**Instructions for the task:**
Report every line in the records below that contains the string "vertices", matching case exactly. Copy each such line in full.

··· Supplied material

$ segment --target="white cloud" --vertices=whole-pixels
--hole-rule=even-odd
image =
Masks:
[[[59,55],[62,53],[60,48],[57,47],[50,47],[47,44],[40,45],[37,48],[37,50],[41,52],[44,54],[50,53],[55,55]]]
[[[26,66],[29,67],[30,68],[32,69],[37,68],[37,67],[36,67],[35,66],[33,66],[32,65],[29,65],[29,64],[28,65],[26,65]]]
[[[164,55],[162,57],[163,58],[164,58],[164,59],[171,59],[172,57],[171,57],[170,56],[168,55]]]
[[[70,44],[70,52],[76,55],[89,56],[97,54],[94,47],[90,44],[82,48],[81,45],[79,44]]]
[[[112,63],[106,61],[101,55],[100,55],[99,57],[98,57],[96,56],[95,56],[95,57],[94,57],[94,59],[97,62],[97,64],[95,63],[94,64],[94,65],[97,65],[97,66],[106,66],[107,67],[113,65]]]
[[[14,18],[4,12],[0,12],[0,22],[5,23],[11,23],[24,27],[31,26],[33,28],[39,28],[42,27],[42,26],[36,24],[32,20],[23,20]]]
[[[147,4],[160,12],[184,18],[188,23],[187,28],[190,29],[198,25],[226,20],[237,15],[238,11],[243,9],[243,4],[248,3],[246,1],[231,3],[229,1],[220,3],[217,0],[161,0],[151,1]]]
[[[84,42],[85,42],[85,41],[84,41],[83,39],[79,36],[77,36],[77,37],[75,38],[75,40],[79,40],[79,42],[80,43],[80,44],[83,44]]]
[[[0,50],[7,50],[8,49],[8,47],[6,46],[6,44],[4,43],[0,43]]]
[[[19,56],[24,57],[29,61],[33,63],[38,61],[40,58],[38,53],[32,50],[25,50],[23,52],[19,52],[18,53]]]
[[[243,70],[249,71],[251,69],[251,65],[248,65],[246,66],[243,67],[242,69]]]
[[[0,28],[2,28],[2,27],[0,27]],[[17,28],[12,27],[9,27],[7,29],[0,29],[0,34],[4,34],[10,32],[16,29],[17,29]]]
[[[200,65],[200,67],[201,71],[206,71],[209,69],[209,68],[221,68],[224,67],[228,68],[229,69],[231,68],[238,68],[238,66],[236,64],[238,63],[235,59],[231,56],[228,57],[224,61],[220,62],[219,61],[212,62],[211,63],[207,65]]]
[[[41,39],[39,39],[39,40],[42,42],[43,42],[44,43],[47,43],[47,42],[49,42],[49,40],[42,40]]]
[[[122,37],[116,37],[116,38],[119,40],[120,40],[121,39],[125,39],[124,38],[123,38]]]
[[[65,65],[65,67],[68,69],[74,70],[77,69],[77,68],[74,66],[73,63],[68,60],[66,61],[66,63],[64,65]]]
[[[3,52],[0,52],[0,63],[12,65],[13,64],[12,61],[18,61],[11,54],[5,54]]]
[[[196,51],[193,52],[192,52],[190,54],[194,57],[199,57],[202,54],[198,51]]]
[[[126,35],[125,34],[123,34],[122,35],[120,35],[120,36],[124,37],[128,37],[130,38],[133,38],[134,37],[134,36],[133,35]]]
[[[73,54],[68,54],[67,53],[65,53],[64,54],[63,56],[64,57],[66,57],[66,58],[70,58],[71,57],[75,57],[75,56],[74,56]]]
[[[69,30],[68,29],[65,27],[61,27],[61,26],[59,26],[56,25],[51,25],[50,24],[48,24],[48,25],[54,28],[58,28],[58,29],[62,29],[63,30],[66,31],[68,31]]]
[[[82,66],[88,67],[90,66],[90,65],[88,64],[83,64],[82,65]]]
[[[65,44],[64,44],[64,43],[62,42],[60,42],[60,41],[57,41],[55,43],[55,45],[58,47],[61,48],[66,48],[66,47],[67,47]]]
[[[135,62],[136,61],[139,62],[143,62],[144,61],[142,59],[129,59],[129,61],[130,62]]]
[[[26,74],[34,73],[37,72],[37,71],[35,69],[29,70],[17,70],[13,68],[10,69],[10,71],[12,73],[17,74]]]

······

**Result of the exercise:**
$ segment --target="white cloud" --vertices=whole-pixels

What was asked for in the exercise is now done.